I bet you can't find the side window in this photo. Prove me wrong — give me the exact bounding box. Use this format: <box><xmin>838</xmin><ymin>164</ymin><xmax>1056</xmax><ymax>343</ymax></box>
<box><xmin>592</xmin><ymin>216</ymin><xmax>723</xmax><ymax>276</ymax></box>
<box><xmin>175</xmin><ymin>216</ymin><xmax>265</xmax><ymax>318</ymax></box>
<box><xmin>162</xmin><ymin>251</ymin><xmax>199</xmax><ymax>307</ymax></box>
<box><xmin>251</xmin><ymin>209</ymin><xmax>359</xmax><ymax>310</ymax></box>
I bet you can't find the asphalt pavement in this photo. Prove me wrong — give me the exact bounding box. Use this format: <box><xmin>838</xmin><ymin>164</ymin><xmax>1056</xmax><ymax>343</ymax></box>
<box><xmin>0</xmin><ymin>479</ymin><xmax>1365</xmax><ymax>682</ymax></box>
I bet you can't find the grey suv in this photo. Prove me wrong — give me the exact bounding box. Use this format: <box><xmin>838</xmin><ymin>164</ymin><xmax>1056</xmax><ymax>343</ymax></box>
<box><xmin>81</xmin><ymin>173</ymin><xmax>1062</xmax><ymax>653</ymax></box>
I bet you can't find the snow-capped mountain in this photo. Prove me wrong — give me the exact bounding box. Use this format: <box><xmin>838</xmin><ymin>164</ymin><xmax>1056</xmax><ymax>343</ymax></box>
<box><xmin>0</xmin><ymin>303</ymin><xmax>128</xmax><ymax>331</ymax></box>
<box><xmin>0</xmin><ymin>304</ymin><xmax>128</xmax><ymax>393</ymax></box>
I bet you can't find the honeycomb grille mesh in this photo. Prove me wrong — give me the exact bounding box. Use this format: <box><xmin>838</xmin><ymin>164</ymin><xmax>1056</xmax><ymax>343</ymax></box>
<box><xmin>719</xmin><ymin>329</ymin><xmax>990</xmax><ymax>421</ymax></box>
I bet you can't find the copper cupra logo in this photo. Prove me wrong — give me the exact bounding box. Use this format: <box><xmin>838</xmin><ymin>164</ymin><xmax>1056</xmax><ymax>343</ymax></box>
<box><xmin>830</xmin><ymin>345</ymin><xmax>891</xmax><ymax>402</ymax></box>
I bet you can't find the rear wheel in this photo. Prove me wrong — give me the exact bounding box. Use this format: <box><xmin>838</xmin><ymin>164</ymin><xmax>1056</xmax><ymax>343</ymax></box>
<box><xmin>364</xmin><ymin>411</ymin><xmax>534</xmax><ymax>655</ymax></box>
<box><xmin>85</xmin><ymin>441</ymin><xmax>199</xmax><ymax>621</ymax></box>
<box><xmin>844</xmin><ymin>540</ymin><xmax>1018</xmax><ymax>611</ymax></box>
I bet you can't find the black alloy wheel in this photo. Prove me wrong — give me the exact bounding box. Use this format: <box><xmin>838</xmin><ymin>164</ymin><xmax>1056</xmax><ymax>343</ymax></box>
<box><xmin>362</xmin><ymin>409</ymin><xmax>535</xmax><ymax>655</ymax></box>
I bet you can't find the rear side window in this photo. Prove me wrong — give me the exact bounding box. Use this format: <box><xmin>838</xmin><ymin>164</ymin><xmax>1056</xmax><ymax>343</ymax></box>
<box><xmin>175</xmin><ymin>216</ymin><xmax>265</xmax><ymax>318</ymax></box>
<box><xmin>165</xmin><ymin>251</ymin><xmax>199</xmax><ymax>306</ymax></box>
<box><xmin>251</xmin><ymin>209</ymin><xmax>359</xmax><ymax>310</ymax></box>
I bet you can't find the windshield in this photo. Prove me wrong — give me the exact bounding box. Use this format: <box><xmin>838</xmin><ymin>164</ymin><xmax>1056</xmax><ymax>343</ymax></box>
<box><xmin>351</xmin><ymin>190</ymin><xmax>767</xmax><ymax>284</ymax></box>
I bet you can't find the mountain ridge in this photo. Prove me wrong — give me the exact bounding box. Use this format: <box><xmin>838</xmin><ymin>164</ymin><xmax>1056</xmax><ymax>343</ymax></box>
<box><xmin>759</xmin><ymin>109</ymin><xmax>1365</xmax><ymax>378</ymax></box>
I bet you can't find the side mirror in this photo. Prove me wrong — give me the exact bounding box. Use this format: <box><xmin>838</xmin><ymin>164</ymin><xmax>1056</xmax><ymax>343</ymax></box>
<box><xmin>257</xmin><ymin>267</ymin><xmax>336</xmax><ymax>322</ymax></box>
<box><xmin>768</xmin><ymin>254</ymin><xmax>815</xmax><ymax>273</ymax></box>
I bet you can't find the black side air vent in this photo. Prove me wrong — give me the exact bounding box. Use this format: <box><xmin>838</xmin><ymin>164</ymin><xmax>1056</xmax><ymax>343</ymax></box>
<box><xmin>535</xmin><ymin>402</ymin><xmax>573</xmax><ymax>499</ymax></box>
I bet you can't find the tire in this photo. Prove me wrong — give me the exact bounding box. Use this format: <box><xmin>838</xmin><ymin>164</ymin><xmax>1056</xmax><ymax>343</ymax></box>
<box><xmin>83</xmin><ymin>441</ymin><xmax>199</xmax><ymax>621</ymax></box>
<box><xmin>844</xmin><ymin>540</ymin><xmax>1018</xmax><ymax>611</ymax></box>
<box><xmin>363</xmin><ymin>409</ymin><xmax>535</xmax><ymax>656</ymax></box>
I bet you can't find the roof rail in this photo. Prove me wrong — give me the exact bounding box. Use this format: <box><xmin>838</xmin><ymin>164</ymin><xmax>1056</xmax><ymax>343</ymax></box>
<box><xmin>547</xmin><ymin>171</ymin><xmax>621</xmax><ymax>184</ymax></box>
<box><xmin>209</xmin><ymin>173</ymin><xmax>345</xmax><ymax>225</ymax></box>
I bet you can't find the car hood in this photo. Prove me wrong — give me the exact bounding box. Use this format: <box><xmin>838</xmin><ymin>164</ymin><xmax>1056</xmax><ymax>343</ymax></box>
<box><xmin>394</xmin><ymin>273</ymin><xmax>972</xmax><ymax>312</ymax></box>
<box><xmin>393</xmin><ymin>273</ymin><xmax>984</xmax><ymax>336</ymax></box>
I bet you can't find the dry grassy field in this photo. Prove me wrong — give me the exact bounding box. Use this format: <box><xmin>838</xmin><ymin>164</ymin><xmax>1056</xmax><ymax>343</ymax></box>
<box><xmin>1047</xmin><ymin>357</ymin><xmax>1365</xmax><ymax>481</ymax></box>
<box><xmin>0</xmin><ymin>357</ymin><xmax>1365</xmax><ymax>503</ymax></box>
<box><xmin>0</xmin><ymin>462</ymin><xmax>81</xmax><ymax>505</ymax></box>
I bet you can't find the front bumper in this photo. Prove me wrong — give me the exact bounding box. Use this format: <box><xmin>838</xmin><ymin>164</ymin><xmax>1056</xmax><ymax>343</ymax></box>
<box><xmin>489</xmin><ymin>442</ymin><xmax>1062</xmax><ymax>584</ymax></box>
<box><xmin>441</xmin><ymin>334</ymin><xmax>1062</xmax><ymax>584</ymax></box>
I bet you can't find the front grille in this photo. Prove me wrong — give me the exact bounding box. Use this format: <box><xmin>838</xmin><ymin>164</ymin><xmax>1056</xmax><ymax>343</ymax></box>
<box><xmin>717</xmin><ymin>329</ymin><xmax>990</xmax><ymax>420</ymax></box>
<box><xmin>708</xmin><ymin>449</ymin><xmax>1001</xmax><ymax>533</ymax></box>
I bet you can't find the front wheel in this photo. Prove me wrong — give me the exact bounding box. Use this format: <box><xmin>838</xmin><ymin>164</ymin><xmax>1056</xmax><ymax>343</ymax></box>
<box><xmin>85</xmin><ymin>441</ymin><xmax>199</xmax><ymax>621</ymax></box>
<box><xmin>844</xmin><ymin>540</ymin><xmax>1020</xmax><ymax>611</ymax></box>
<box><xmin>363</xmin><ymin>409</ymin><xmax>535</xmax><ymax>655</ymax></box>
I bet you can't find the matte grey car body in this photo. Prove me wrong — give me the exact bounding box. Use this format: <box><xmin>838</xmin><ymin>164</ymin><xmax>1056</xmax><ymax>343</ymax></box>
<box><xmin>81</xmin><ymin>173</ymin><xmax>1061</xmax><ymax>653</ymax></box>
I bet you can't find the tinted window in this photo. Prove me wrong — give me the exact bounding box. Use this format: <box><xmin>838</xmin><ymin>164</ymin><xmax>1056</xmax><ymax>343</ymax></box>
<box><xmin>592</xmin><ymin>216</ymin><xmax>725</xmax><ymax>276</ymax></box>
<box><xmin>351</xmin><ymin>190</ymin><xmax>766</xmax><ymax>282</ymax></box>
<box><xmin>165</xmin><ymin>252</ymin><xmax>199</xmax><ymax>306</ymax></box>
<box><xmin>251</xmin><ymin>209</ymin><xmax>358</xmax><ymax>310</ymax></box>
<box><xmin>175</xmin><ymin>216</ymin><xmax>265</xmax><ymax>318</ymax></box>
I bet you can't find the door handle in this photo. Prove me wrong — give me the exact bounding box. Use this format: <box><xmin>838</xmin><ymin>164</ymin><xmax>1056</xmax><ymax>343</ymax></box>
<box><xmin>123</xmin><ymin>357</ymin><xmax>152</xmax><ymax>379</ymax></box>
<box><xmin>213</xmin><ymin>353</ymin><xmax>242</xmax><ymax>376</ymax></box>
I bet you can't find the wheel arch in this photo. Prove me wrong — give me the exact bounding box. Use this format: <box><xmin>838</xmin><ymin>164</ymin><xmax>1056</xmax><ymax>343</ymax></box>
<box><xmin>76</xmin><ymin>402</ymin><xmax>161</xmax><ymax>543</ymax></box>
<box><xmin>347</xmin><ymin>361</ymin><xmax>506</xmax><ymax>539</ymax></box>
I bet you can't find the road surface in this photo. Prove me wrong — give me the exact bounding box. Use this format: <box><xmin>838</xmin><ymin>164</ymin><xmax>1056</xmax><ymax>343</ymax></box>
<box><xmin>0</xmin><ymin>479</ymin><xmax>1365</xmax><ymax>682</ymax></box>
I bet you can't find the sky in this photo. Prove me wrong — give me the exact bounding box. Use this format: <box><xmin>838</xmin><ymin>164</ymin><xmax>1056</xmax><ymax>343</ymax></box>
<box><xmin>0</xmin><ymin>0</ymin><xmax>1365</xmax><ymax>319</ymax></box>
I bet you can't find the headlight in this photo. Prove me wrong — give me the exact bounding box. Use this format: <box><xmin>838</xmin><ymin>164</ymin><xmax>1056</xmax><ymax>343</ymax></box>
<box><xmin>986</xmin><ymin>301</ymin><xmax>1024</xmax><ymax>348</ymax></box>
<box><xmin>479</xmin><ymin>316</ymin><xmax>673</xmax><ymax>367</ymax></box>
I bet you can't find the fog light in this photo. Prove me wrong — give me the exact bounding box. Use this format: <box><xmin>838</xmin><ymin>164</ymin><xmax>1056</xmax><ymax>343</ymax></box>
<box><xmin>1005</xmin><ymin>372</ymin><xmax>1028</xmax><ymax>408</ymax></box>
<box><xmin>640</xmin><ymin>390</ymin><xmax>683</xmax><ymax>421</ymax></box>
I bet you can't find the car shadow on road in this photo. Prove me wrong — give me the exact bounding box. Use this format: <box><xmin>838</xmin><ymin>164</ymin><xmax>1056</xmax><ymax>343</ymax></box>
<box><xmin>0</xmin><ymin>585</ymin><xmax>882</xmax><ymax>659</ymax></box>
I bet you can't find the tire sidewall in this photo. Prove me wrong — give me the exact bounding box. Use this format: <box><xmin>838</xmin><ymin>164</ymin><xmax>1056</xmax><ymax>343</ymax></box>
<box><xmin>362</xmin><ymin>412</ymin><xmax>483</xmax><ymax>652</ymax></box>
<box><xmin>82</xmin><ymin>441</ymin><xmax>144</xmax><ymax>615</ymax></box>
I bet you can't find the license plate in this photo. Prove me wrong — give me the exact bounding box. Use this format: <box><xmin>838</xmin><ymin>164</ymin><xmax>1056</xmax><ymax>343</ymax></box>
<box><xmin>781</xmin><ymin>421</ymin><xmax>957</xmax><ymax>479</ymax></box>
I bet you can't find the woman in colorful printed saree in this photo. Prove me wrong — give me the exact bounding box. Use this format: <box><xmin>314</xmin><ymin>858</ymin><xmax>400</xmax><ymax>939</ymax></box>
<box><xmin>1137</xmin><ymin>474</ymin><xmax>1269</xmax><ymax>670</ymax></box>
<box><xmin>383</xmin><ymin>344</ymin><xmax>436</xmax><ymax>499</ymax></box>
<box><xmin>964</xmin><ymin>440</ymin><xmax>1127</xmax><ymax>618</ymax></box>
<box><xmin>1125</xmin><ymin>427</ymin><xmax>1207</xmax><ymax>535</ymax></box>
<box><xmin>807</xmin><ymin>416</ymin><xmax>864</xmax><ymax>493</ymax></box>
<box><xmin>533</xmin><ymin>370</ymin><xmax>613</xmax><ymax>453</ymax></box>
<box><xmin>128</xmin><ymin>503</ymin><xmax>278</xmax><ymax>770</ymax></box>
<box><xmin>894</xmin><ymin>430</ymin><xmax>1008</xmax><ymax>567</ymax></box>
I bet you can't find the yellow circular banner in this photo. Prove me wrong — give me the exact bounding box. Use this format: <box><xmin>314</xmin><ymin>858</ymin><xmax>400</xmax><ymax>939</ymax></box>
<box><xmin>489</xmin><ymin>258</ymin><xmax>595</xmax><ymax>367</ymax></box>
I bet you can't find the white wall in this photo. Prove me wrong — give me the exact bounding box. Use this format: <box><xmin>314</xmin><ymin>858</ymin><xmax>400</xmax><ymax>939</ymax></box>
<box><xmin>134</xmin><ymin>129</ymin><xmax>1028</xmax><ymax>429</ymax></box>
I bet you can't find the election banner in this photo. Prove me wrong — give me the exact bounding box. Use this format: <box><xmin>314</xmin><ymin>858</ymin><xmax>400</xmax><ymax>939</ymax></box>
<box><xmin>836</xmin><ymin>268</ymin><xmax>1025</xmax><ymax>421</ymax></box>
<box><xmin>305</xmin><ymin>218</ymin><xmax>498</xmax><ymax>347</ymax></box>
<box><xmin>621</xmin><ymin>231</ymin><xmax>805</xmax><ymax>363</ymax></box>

» **WRITTEN PROBLEM**: Collect every line from the records above that contains the word "pavement". Case counts.

» **FINISHED EXERCISE**:
I bet you can't find the asphalt pavement in this photo. Prove me wrong — give me the exact bounding box. Use this format: <box><xmin>838</xmin><ymin>164</ymin><xmax>1056</xmax><ymax>343</ymax></box>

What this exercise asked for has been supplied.